--- START OF Data for this task ---
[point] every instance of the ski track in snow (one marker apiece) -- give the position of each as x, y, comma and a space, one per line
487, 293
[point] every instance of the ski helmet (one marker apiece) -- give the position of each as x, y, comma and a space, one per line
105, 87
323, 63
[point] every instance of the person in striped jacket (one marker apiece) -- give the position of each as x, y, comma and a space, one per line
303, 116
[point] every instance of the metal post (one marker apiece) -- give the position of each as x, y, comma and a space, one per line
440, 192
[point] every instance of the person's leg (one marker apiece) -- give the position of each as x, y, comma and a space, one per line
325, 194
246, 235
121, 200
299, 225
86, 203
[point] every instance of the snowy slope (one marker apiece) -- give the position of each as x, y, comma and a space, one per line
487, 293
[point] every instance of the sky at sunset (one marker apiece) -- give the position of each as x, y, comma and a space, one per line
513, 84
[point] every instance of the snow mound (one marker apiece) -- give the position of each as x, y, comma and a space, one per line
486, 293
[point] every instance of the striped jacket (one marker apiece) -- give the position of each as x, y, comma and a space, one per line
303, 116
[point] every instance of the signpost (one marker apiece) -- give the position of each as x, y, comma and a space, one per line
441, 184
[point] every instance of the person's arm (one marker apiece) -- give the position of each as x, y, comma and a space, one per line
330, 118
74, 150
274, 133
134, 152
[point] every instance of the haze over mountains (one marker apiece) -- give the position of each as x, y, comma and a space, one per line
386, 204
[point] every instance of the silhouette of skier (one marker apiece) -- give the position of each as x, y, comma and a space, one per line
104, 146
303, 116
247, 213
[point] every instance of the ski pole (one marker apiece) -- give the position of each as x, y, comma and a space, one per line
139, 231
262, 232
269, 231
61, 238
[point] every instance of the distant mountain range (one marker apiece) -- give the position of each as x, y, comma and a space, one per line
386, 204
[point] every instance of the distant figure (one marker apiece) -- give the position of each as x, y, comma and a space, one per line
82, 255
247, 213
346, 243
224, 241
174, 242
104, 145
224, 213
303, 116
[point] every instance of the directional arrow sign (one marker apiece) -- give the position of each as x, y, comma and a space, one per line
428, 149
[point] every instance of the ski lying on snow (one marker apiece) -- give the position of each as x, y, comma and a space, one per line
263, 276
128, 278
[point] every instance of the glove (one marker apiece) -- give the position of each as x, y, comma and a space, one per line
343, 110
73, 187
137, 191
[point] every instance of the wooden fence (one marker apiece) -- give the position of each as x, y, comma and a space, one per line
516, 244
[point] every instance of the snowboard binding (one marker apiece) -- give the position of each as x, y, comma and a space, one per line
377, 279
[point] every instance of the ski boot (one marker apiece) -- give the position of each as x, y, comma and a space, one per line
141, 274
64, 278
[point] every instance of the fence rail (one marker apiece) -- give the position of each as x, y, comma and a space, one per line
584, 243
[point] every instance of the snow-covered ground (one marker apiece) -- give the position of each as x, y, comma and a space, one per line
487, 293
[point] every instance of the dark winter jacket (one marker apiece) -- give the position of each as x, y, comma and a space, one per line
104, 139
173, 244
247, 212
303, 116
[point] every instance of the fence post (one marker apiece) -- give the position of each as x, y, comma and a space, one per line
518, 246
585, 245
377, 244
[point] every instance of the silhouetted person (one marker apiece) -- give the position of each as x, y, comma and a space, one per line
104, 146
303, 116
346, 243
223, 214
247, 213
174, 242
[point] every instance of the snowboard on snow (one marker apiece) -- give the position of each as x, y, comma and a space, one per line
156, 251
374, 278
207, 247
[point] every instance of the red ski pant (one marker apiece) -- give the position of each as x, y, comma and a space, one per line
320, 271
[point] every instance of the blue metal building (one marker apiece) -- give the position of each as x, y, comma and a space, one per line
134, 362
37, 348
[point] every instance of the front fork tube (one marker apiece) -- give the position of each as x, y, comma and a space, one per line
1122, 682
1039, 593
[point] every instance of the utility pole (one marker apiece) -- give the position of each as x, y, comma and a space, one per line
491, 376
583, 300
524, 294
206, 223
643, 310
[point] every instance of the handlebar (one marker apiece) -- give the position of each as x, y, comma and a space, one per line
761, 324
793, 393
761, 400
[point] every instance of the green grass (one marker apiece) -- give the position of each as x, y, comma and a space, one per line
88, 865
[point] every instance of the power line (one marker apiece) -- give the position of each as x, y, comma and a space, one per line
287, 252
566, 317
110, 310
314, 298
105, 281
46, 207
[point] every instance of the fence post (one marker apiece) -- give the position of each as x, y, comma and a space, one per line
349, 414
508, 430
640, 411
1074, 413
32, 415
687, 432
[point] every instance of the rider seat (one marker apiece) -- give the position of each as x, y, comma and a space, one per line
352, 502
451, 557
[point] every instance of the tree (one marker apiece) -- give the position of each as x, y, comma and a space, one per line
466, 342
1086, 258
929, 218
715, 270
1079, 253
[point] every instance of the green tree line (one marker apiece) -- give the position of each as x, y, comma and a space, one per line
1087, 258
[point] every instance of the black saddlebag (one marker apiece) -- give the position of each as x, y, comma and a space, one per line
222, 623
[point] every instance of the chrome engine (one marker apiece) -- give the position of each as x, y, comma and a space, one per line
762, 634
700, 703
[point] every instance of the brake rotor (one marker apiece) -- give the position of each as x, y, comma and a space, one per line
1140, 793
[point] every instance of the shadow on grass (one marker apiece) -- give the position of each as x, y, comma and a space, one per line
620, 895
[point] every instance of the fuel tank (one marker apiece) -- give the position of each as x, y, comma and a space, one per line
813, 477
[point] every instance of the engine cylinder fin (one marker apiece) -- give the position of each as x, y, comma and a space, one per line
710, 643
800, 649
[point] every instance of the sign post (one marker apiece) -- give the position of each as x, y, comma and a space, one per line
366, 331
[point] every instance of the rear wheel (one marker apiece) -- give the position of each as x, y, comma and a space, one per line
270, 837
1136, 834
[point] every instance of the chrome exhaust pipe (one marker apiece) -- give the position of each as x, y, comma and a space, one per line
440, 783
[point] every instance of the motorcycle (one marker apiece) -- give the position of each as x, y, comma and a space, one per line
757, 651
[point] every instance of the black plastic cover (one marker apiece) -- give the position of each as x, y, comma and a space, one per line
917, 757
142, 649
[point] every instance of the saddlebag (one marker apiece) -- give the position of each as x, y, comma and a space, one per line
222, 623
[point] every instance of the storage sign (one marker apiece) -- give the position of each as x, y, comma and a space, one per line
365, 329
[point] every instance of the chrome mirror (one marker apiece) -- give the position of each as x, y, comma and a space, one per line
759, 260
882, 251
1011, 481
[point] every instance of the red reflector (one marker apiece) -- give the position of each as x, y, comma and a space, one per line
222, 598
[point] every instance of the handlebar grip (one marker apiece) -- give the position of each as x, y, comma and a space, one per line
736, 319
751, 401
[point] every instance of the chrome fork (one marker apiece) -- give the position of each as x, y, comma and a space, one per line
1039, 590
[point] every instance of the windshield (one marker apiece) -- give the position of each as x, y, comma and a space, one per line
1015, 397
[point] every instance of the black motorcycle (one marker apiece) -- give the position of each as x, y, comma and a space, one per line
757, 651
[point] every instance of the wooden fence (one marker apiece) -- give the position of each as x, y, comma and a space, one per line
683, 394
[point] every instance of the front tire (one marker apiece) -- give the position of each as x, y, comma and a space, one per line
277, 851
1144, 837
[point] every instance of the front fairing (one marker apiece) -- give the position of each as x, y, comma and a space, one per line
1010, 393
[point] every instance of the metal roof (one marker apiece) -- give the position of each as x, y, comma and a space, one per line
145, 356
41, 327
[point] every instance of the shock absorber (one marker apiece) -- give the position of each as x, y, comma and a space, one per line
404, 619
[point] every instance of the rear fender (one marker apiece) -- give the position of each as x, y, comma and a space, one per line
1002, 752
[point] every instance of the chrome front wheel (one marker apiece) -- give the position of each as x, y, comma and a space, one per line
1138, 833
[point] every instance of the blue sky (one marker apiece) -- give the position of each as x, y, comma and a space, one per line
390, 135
--- END OF Data for this task ---
Goal of the exercise
Retype only the lines running from the line with "[point] every instance of the front tire" to the end of the listing, including both of those lines.

Solution to this exercise
[point] every instance of the front tire (one marker apiece) -- give the position of each as x, y, comma and a space, one per line
277, 851
1144, 837
[point] every instance of the front fairing (one marker apiece) -- give the position of each as x, y, comma and a space, one per line
1010, 393
[point] every instance of the metal roof (one marker apiece) -- give the position of each as x, y, comma and a space, one per line
145, 356
41, 327
[point] every instance of the shock absorber (one marker apiece) -- give the position of each as x, y, comma and a space, one per line
404, 619
[point] every instance of the rear fender (one marker apiece) -- give the position of each as x, y, comma and a space, one per line
1002, 752
[point] every instance of the chrome front wheel (one marker apiece) -- give the position of each as x, y, comma and a space, one per line
1138, 833
[point] every instance of the blue sky (one marker apiece) -- give the position of each as x, y, comma and a space, one per line
390, 135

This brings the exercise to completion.